| EXERCISE |
Please reproduce every record, keeping each one exactly as written.
━━━ INPUT ━━━
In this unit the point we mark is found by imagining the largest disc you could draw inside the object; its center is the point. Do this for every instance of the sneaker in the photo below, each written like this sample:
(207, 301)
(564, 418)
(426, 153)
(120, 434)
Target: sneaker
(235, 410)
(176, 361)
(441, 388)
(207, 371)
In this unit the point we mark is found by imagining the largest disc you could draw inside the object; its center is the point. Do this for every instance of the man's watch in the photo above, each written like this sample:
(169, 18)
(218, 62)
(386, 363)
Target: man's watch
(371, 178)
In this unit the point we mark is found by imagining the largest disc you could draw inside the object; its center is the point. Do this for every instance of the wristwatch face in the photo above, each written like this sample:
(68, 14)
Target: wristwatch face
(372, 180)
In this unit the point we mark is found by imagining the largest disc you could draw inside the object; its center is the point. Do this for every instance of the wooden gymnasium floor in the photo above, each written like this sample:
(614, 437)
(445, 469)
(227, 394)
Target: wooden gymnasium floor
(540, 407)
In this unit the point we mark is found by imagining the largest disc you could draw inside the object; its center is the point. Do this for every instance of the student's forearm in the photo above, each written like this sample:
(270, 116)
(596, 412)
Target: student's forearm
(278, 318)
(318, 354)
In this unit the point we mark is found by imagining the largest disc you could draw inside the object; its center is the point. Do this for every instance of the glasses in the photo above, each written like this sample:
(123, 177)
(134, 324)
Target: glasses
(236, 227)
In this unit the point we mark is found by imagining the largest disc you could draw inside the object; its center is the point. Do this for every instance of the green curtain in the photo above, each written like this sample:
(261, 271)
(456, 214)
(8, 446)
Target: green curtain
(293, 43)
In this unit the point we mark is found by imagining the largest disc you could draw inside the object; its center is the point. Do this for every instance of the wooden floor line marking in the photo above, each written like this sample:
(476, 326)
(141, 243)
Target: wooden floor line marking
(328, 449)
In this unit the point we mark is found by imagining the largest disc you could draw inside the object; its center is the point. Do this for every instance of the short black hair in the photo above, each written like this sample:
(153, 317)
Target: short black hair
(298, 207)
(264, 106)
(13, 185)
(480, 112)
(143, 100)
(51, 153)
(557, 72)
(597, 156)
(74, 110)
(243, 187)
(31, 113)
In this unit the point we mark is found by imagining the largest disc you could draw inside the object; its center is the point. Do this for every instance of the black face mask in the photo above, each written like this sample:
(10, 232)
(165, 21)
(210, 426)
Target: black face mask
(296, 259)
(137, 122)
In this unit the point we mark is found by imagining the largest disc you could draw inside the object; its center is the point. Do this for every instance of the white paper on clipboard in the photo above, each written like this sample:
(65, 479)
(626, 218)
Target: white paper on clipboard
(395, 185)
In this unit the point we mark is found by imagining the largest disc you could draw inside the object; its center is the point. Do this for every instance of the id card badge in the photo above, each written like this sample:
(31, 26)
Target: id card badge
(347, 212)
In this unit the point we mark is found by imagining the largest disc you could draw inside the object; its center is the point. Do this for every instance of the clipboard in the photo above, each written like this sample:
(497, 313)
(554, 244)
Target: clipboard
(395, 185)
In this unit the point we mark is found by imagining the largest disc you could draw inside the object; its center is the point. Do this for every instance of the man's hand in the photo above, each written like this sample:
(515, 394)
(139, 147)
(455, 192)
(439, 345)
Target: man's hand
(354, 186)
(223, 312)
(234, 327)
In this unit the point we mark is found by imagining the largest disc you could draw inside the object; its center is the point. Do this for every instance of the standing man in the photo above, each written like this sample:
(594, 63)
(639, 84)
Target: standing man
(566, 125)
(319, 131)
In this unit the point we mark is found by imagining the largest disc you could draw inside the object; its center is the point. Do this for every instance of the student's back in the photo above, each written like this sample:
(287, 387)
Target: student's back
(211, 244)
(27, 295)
━━━
| RESULT FOR THIS EXERCISE |
In this unit the point we mark is found by imagining the largest disc you could draw inside the object; its center is the point. Do this for every instance of the sneaker in the photo below, each written like this sample:
(207, 301)
(564, 418)
(426, 153)
(120, 434)
Target: sneaker
(235, 410)
(176, 361)
(441, 388)
(207, 371)
In this unit the point we mark is found by imagining the largest disc you could draw inside the object; its center is the point. Do this for every instance of the man's watch in the photo above, each written like this sample:
(169, 18)
(218, 62)
(386, 363)
Target: man's watch
(371, 178)
In this unit the point we mark is found by imagining the largest disc you could draw inside the object; its center is the point. Do this for every instance of the wristwatch face in the photo above, each written like this sample:
(68, 14)
Target: wristwatch face
(372, 180)
In this unit the point we mark is found by imagining the largest disc you could draw inside the object; its center is the point. Do this for every instance of the wooden gymnasium floor in the photo above, each written like this sample:
(614, 437)
(445, 469)
(227, 394)
Target: wooden gymnasium floor
(540, 407)
In this unit the point we mark is found by imagining the largest disc you could draw inside the object; its center is the point. Do this for every instance of the student's forearm in the photo above, each written like this sample:
(270, 116)
(596, 412)
Target: student's forearm
(278, 318)
(318, 354)
In this unit the point we mark is found by imagining the largest disc you could draw inside the object; its center is the point. Do this for every instance of the glasses in the photo above, each written like this sample:
(123, 177)
(134, 324)
Target: glasses
(236, 227)
In this unit the point we mark is found by imagining the largest disc you could draw inside the object; its center is the point. Do this for every instance of the green curtain in the photo above, each written like this sample:
(261, 271)
(456, 214)
(8, 446)
Target: green curtain
(293, 43)
In this unit the point we mark is found by imagining the largest disc you could draw inside the object; its center is the point. Do this for every instance of the wooden floor line marking in the photo above, each written like this sample:
(476, 326)
(141, 243)
Target: wooden floor line marking
(328, 449)
In this unit the point we mark is found by imagining the largest disc you could draw inside the object; its center is the point. Do this for every instance of the short black hair in the photo above, each written like this sample:
(153, 317)
Target: short black hair
(298, 207)
(264, 106)
(13, 185)
(480, 112)
(143, 100)
(51, 153)
(557, 72)
(597, 156)
(74, 110)
(243, 187)
(31, 113)
In this unit the point we mark is found by imagining the largest disc you could draw inside the object; its center is the point. Do this for every instance of the black face mask in the photo above, each written like this sample:
(10, 232)
(165, 21)
(210, 426)
Target: black face mask
(296, 259)
(137, 122)
In this unit the point we mark is found by imagining the largest disc you could draw inside the object; its center is the point. Do this for every instance of the white paper on clipboard in the photo above, each written like this sample:
(65, 479)
(626, 218)
Target: white paper on clipboard
(395, 185)
In this unit the point we mark is found by imagining the largest disc you could draw inside the object; its center is the point. Do this for every instance of the id card badge in the photo above, each written like this sample:
(31, 26)
Target: id card badge
(347, 212)
In this unit the point we mark is found by imagining the largest disc you could draw inside the object; its center is the point. Do this for every instance of the clipboard in the photo above, each written like this sample:
(497, 313)
(554, 244)
Target: clipboard
(395, 185)
In this unit the point we mark is found by imagining the largest disc you could draw inside the object; its center is the point. Do this for every instance of the man's hand in the photo above, each written like this sample:
(515, 394)
(139, 147)
(455, 192)
(439, 345)
Target: man's hand
(354, 186)
(223, 312)
(234, 327)
In this unit the point we mark is found by imagining the largest disc you could draw inside the object; its center is the point. Do this for every instance of the standing man in the photo above, each written like this sample:
(594, 63)
(639, 84)
Target: standing man
(566, 125)
(319, 131)
In this unit the point we mark is found by imagining the largest disc you could draw inside the object; its center is the point. Do this for every instance of the student's back in the photo above, each written like this sample:
(287, 387)
Target: student's back
(211, 244)
(27, 295)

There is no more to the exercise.